What you need to do >> Please write out, word for word, the part of the leak detection thread that opens with the words containing "HO has slowly" and closes with "out a fixture.".

Document excerpt >>
· · · · ·
# Leak detection/location 101



## Protech (Sep 22, 2008)

HO has slowly spinning water meter.

Checked the following first: Shut off the vacuum breaker feeding the irrigation system, shut off the main valve feeding the house. Meter is sill spinning very slowly. Installed a gauge on the sill cock above the main valve then charged the water service from the test ports on the vacuum breaker with nitrogen gas. The main kept eating gas but no pressure rise was observed at the sill cock so I know it's not leaking thru the cheap cpvc ball valve into the house and out a fixture.

Ok so we know that it's on the water service. Time to map the water service out. Can't use the navitrak because it's pvc. Opened up a solenoid valve on the irrigation system and opened the meter back up to leak some water fly threw and make lots of noise. Mapped out the path of the service via audio probe. Shut the meter and backflow back down; open the nitro bottle back up to 150psi so the leak makes some real noise. Passed down the path of the service with audio probe and found leak right in front of water meter.
· · · · ·
Material provided >>
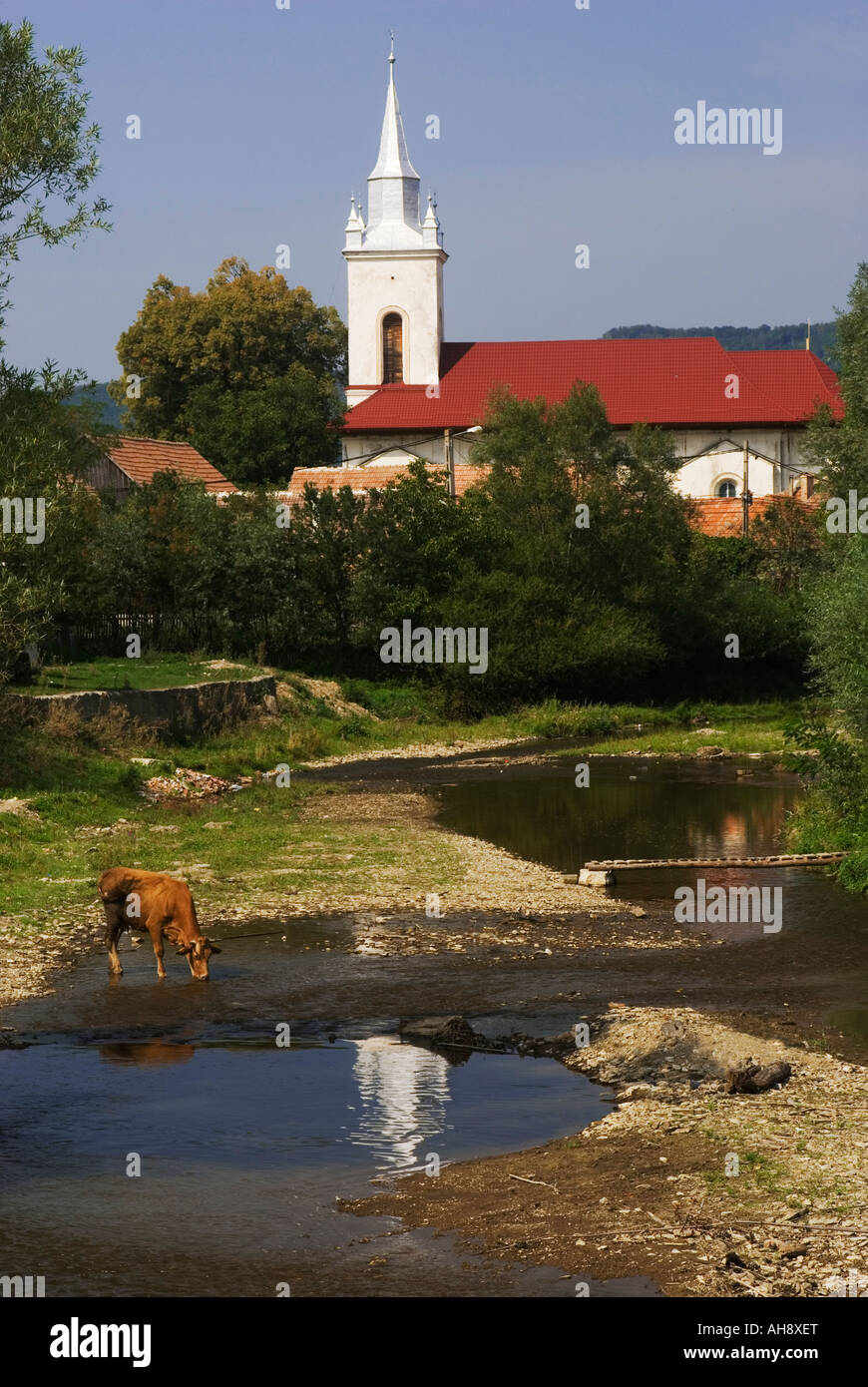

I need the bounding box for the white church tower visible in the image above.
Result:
[342,42,447,409]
· · · · ·
Output >>
HO has slowly spinning water meter.

Checked the following first: Shut off the vacuum breaker feeding the irrigation system, shut off the main valve feeding the house. Meter is sill spinning very slowly. Installed a gauge on the sill cock above the main valve then charged the water service from the test ports on the vacuum breaker with nitrogen gas. The main kept eating gas but no pressure rise was observed at the sill cock so I know it's not leaking thru the cheap cpvc ball valve into the house and out a fixture.